┌─ DOCUMENT SEGMENT

The themes of tradition and heritage are important to all the branches of military service in the United States, and evidence of the high regard held for heritage can be seen in several historic training facilities in Indianapolis and Marion County. At the former Fort Benjamin Harrison, located along East 56th Street in the City of Lawrence, the sense of the past is strong. There, in 1908, one of the first modern Army posts was established to provide training for a national army made up of both regular troops and state national guards. Fort Harrison contained 2417 acres of rolling topography along Fall Creek suitable for training exercises and a level area to the south where drilling was conducted on a spacious parade ground, and brick and stone Georgian-style buildings were constructed around the Lawton Loop for officer quarters and enlisted man barracks. As many as 10,000 soldiers encamped at the new fort during World War I to receive training in their specialized support functions and in trench warfare. During the Second World War, 200,000 men and women were processed into the Army at the Fort Harrison induction center. After the war, training became the principal mission of the installation, and between the mid-1960s and the early 1990s, Fort Harrison provided specialized education to 20,000 enlisted soldiers, non-commissioned officers, and officers per year in finance, broadcasting and journalism, management, and recruiting. At the same time, the troops received training in combat and in providing support functions in a war zone. In 1992, after 85 years of active service, the Base Closure Commission recommended that Fort Harrison be closed.
Retired Maj. Gen. Ronald Brooks, the last commander of Fort Harrison, worked closely with former Mayor Tom Schneider of Lawrence and the Fort Harrison Re-Use Authority to see that the historic portions of the post were preserved and compatible civilian uses found for the oldest sections. For example, he spent funds during the transition period repairing the officers’ quarters and former barracks around the Lawton Loop. Gen. Brooks says today that the Loop was part of the Army’s history and it was his mission to take care of it and facilitate its preservation after closure.

└─

§ **LIST OF TASKS**:
1: According to the passage on Fort Benjamin Harrison, how many acres did the fort contain?
2: Continue the passage on Fort Benjamin Harrison from where it stops.

┌─ MATERIAL PROVIDED

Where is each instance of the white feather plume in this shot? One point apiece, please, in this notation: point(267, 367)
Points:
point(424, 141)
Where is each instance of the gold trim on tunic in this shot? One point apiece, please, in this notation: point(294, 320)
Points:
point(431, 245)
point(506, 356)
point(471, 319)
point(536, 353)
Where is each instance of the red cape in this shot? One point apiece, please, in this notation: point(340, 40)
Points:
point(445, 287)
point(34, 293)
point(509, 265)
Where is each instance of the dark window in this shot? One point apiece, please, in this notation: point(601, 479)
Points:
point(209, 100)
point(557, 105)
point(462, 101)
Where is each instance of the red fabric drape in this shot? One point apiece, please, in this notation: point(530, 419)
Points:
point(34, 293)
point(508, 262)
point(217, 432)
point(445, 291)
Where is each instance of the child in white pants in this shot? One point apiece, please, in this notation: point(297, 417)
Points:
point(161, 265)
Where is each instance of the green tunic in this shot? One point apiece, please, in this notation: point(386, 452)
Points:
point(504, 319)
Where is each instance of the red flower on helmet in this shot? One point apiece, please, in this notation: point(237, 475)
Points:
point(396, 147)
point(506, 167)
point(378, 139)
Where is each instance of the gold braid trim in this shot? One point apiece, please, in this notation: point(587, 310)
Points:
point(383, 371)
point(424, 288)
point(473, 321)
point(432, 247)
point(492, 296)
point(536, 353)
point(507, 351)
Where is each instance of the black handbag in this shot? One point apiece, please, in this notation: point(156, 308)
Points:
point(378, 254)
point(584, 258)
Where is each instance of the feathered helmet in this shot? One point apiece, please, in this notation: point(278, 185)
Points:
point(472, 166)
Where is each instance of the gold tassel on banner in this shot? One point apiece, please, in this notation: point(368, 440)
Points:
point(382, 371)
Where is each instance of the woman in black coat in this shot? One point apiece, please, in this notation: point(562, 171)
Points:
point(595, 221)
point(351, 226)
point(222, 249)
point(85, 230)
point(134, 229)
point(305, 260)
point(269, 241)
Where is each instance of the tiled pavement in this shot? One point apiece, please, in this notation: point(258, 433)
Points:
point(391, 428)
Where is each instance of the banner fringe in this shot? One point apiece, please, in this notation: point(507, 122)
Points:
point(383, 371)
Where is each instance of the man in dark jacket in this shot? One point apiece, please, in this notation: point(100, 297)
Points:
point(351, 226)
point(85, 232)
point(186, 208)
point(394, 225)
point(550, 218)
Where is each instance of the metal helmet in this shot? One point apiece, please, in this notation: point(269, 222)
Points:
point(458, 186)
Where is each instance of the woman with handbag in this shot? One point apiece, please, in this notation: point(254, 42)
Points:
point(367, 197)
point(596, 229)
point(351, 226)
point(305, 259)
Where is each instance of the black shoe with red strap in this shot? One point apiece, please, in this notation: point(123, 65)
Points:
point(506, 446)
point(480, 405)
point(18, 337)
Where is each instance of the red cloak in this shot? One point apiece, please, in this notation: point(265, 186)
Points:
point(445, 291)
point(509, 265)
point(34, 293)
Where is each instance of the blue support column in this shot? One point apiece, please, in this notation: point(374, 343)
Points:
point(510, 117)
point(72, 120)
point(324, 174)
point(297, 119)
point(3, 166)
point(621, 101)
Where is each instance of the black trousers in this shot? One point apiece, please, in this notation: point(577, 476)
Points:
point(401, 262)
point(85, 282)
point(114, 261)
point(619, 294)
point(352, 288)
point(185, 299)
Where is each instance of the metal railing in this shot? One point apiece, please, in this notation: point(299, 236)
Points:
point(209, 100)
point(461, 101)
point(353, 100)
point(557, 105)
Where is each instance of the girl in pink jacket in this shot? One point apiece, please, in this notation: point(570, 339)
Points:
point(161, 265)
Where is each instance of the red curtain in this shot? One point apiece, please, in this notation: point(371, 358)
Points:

└─

§ **RESPONSES**:
1: 2417 acres

2:
The efforts to preserve the heritage of Fort Harrison appear successful. The officers’ quarters have become private residences. The barracks and support buildings of the early 20th century have become business offices. The former hospital is now a conference center and restaurant. The State of Indiana has acquired the wooded training area and converted it into a state park. Nearby, the former officer’s club and golf course have become a state park course and resort. New buildings, including the Lawrence City Hall, fit in, under design controls that favor the Georgian style and red brick of the fort buildings.
In downtown Indianapolis, Facility Commander Lt. Col. James Gentry says that the 76th Separate Infantry Brigade of the Indiana National Guard is proud of its home at the Tyndall-Moorhead Armory at 711 N. Pennsylvania Street. Gentry feels a sense of awe for the history that has happened in the historic structure, built in 1926-27 as the division headquarters for the National Guard. There generations of Hoosier soldiers have been trained and deployed for service in five major wars. Their associations with the four-story limestone building have made it an indelible part of the Guard’s identity. He also says that the distinguished architectural design and richly detailed façade and interiors are the envy of other Army brigades who visit it.
And at the Art Deco-style Heslar Naval Armory, 1626 W. 30th Street, the Naval Reserve Center and State of Indiana, which owns the Armory, make every effort to preserve the historic features there. Naval reservists from Indiana and the Midwest have received training for active duty service at the armory since 1938. Originally it provided sailors with simulated experiences in serving on board ships and engaging in and surviving naval battles. Today, both Navy and Marine reservists obtain education in their specialized functions as part of regular Naval and Marine units two weeks per year and regular classes monthly at the armory. Commander J.R. Reed, Special Projects Officer, says the Navy loves its traditions, and tradition pervades the building, ranging from oil paintings of famous American naval battles in the drill hall to nautical ropes attached to the rails of the stairwells.